-- Opening Marker --

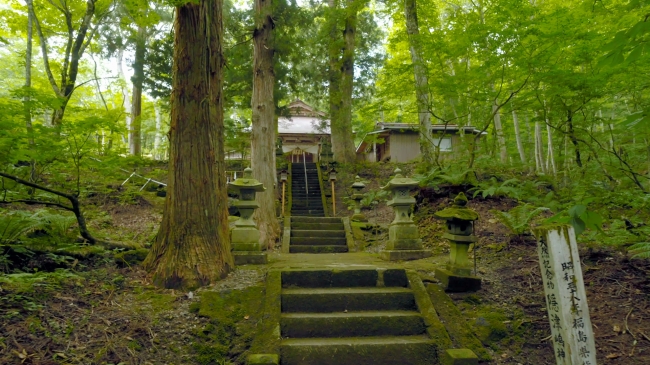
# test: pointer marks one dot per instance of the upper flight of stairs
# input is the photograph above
(306, 197)
(351, 317)
(317, 235)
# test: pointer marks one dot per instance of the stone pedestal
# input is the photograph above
(357, 196)
(457, 275)
(245, 237)
(459, 357)
(404, 241)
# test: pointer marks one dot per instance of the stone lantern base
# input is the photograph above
(404, 243)
(455, 282)
(246, 247)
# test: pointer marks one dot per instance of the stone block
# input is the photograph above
(250, 257)
(246, 246)
(263, 359)
(459, 357)
(244, 235)
(404, 255)
(457, 283)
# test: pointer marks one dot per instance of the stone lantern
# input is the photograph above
(357, 196)
(457, 276)
(245, 237)
(404, 241)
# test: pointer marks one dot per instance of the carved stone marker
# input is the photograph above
(566, 301)
(404, 241)
(245, 237)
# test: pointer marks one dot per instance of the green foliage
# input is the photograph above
(579, 217)
(640, 250)
(492, 188)
(518, 219)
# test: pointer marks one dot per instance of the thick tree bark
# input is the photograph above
(421, 79)
(135, 133)
(263, 131)
(192, 248)
(341, 75)
(347, 152)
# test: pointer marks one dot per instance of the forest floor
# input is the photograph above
(99, 311)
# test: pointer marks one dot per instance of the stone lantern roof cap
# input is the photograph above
(247, 182)
(358, 184)
(399, 181)
(457, 210)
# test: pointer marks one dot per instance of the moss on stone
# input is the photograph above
(455, 323)
(132, 257)
(233, 316)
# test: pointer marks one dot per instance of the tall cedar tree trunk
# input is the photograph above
(192, 248)
(28, 80)
(498, 128)
(263, 132)
(421, 79)
(74, 50)
(347, 154)
(341, 76)
(135, 133)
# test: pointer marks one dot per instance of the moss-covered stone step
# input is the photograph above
(352, 324)
(319, 226)
(317, 249)
(318, 278)
(316, 233)
(317, 241)
(309, 212)
(404, 350)
(327, 300)
(315, 220)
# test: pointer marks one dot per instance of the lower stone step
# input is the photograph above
(328, 300)
(317, 241)
(318, 249)
(317, 233)
(403, 350)
(318, 226)
(298, 219)
(352, 324)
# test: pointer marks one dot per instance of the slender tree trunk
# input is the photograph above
(158, 138)
(192, 247)
(135, 133)
(501, 140)
(28, 81)
(539, 148)
(550, 159)
(573, 138)
(334, 76)
(263, 131)
(125, 95)
(520, 145)
(421, 79)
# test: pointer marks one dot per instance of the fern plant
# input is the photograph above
(518, 219)
(15, 224)
(492, 187)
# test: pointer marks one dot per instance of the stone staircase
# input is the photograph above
(306, 197)
(317, 235)
(351, 317)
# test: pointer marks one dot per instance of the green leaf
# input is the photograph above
(635, 54)
(578, 224)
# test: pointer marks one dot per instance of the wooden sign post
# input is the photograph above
(566, 301)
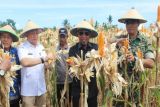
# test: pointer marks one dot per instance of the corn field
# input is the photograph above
(110, 82)
(109, 85)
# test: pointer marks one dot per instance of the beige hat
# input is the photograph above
(84, 25)
(10, 30)
(30, 26)
(132, 14)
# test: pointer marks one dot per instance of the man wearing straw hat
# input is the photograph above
(7, 36)
(61, 65)
(84, 31)
(137, 43)
(32, 57)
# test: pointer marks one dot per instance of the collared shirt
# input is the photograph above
(32, 78)
(61, 65)
(92, 86)
(13, 95)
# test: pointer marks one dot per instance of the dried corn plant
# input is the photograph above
(49, 40)
(6, 81)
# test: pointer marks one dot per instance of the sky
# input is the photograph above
(50, 13)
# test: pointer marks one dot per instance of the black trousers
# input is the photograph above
(60, 88)
(92, 102)
(14, 103)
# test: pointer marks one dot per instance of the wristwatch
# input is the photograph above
(2, 72)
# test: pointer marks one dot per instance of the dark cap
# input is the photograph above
(63, 31)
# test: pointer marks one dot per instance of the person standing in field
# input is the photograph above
(61, 65)
(7, 36)
(137, 42)
(84, 31)
(33, 58)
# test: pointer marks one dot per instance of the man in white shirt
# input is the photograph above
(32, 57)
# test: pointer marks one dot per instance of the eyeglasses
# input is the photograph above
(84, 33)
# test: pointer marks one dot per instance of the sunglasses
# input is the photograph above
(84, 33)
(62, 36)
(131, 21)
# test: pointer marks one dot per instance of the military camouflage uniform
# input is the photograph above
(145, 46)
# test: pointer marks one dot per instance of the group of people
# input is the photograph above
(30, 83)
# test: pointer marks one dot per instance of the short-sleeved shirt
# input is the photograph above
(92, 86)
(32, 78)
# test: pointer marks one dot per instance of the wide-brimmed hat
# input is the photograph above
(84, 25)
(30, 26)
(132, 14)
(9, 29)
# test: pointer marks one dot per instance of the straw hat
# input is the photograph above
(10, 30)
(84, 25)
(30, 26)
(132, 14)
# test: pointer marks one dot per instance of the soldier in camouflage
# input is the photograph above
(137, 41)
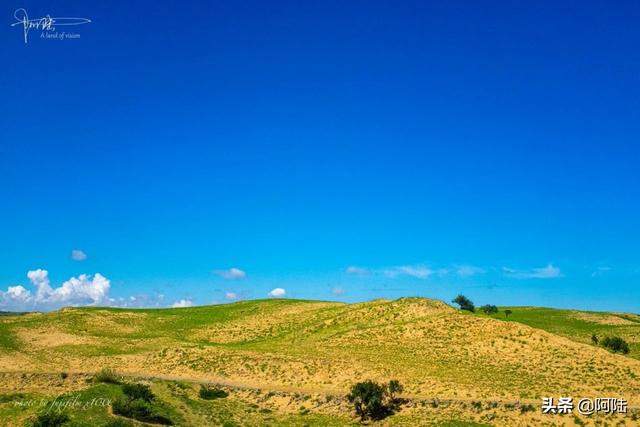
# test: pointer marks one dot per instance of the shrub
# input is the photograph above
(373, 400)
(119, 422)
(464, 303)
(616, 344)
(139, 410)
(50, 419)
(210, 393)
(393, 388)
(138, 391)
(489, 309)
(107, 376)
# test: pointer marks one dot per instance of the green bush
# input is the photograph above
(616, 344)
(107, 376)
(464, 303)
(139, 410)
(50, 419)
(373, 400)
(489, 309)
(118, 422)
(210, 393)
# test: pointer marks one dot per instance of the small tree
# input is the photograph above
(394, 388)
(464, 303)
(616, 344)
(368, 400)
(373, 400)
(489, 309)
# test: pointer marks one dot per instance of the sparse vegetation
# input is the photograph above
(489, 309)
(138, 391)
(464, 303)
(374, 401)
(50, 419)
(107, 376)
(209, 393)
(139, 404)
(616, 344)
(318, 347)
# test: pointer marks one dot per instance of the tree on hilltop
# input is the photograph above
(464, 303)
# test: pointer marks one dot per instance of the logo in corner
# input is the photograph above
(46, 25)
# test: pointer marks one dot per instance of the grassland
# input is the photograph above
(291, 362)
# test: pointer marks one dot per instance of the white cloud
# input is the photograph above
(358, 271)
(469, 270)
(548, 272)
(78, 255)
(182, 303)
(277, 292)
(81, 290)
(337, 291)
(231, 274)
(417, 271)
(18, 294)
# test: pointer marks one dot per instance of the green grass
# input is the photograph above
(565, 323)
(8, 339)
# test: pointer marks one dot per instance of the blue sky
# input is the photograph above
(433, 147)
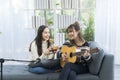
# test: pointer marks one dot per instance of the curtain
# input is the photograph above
(16, 28)
(107, 26)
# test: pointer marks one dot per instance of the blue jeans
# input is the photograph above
(40, 70)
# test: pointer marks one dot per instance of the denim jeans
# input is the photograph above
(40, 70)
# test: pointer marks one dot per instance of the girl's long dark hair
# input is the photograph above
(38, 39)
(76, 26)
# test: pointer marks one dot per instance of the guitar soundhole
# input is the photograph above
(70, 54)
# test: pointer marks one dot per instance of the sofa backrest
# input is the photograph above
(97, 58)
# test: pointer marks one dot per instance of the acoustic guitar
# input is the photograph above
(72, 54)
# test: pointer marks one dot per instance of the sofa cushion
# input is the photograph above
(97, 58)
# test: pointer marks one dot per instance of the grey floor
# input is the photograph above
(117, 72)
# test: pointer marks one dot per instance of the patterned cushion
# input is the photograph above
(97, 58)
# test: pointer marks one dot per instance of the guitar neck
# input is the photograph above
(83, 51)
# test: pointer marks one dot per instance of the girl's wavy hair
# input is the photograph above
(38, 39)
(76, 26)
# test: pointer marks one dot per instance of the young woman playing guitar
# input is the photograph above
(70, 70)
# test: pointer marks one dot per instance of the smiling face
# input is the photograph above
(46, 34)
(72, 33)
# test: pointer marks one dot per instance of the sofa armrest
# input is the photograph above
(107, 68)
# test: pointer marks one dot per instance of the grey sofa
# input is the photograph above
(101, 68)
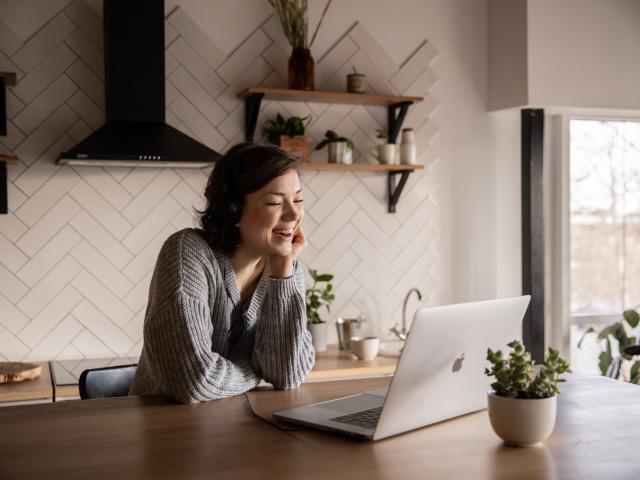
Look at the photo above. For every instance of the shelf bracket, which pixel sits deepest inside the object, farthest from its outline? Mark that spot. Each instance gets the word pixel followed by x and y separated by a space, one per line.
pixel 3 107
pixel 396 190
pixel 4 202
pixel 251 110
pixel 6 79
pixel 395 116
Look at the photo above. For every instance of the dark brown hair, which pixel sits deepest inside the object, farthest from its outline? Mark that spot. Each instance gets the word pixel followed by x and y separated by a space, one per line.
pixel 245 168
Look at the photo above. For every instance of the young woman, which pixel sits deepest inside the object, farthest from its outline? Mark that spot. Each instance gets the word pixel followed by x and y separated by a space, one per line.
pixel 226 303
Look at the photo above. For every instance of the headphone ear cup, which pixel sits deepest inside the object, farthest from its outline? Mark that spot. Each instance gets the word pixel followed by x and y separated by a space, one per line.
pixel 232 211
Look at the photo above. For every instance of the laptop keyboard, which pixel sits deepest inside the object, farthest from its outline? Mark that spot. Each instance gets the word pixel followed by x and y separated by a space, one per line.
pixel 364 418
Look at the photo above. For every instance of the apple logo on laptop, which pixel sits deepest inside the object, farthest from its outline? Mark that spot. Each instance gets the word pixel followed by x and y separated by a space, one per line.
pixel 457 365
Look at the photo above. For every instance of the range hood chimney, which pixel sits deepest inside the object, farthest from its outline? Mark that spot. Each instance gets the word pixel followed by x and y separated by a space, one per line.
pixel 135 133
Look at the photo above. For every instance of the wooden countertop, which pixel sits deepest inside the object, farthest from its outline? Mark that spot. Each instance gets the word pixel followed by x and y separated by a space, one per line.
pixel 152 437
pixel 29 390
pixel 334 364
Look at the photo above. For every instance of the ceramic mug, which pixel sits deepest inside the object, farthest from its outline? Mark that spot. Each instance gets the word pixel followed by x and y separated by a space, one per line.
pixel 385 153
pixel 365 348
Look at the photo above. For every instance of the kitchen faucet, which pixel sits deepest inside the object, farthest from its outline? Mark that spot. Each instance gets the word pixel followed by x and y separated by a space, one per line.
pixel 402 334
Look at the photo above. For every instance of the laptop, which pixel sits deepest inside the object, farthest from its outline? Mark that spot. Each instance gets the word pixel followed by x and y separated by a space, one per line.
pixel 440 373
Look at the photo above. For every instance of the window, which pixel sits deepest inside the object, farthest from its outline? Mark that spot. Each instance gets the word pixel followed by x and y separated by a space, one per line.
pixel 604 224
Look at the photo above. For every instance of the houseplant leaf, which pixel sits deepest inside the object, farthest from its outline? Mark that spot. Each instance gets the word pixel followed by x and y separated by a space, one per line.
pixel 632 317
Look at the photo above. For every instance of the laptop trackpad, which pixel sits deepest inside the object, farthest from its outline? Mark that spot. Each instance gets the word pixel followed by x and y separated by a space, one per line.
pixel 354 403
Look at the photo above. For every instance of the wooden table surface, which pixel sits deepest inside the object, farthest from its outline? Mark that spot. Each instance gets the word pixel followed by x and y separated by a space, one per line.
pixel 596 437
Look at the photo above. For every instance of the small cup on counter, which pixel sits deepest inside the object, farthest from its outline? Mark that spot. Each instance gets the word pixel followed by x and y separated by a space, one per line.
pixel 365 348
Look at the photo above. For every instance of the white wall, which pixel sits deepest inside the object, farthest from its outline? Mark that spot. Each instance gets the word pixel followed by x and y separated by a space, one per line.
pixel 78 245
pixel 584 53
pixel 564 53
pixel 507 53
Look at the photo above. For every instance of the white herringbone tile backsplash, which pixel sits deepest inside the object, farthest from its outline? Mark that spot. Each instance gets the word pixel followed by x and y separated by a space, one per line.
pixel 79 244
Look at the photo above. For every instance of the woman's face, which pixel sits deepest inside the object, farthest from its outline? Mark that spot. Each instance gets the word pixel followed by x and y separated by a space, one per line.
pixel 271 216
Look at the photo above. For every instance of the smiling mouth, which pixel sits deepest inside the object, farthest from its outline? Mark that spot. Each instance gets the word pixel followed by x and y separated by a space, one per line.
pixel 284 233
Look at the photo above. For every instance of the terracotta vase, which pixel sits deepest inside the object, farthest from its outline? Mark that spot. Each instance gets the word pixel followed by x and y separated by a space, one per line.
pixel 301 69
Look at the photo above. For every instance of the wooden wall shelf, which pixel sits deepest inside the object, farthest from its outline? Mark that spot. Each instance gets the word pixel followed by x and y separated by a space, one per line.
pixel 397 107
pixel 326 96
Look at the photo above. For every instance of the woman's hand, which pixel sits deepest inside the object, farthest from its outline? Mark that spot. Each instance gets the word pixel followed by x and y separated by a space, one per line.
pixel 281 266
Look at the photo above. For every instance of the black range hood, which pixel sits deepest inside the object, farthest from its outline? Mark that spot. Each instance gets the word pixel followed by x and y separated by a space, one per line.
pixel 135 133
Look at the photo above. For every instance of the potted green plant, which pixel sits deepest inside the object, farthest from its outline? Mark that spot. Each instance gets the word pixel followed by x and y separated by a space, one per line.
pixel 295 25
pixel 617 338
pixel 319 295
pixel 340 149
pixel 289 134
pixel 523 400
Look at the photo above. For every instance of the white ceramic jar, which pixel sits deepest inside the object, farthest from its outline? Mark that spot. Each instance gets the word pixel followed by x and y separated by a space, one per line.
pixel 408 151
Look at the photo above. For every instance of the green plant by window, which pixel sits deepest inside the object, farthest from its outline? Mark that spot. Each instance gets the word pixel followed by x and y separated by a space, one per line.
pixel 290 127
pixel 617 336
pixel 319 296
pixel 516 376
pixel 332 137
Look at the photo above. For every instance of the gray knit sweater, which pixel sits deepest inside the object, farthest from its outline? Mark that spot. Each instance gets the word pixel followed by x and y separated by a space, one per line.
pixel 201 343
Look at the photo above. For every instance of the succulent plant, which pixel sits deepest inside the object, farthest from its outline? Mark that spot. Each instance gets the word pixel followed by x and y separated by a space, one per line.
pixel 517 376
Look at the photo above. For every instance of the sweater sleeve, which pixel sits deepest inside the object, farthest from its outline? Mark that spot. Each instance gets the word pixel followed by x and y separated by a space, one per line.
pixel 283 353
pixel 177 339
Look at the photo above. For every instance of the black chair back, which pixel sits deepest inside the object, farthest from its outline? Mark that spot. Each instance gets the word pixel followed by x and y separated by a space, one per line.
pixel 107 382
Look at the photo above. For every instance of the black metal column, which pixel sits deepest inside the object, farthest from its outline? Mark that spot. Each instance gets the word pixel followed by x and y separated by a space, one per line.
pixel 3 108
pixel 532 130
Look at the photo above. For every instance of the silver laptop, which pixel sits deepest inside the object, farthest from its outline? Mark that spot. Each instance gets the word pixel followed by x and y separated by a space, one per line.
pixel 440 374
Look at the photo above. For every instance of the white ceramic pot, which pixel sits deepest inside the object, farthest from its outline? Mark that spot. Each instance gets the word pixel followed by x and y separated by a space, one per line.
pixel 318 335
pixel 522 422
pixel 339 152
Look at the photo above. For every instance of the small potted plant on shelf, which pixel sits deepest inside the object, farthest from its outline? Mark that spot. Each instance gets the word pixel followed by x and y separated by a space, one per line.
pixel 523 402
pixel 319 296
pixel 340 149
pixel 618 337
pixel 289 134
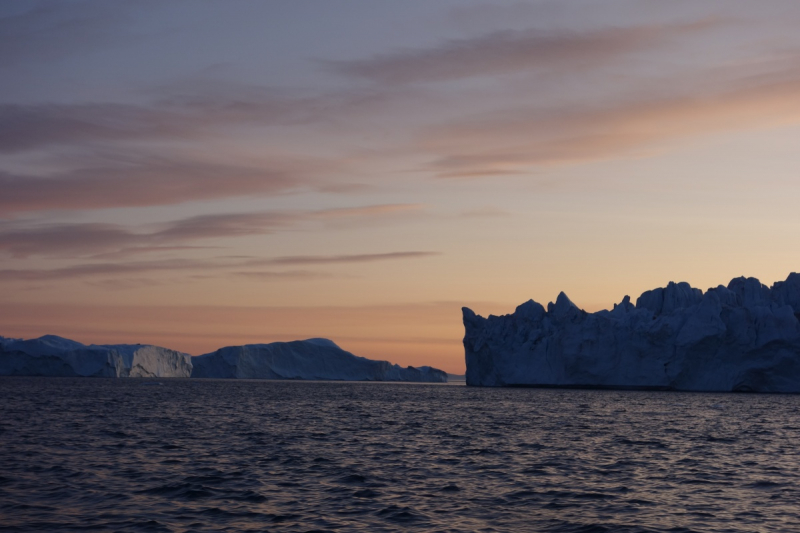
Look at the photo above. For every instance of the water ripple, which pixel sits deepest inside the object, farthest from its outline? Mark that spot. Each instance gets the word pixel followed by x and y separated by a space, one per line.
pixel 207 455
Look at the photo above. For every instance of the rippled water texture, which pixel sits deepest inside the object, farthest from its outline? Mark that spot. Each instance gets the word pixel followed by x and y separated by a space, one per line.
pixel 196 455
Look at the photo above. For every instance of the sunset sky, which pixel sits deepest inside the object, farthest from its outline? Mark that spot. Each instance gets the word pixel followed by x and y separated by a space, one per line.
pixel 202 174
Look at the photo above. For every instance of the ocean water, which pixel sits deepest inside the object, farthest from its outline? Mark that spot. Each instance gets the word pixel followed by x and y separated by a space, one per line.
pixel 197 455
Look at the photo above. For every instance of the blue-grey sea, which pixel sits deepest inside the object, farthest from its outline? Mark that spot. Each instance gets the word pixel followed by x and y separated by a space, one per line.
pixel 223 455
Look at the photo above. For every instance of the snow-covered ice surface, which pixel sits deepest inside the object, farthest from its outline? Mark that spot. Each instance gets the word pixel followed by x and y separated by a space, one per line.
pixel 56 356
pixel 743 337
pixel 316 359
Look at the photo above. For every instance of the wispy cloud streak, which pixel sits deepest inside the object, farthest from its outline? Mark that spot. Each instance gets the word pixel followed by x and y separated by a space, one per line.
pixel 516 139
pixel 23 239
pixel 511 51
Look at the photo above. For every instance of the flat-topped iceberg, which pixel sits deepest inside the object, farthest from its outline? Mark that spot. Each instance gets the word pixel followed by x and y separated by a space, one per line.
pixel 743 337
pixel 315 359
pixel 56 356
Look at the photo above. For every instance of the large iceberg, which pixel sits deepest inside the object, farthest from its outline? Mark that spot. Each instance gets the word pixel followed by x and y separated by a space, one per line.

-- Closing Marker --

Every line in the data that holds "moss" should be copied out.

# test: pointer marks one dot per instance of the moss on stone
# test: pointer marks one dot per instance of the moss-covered stone step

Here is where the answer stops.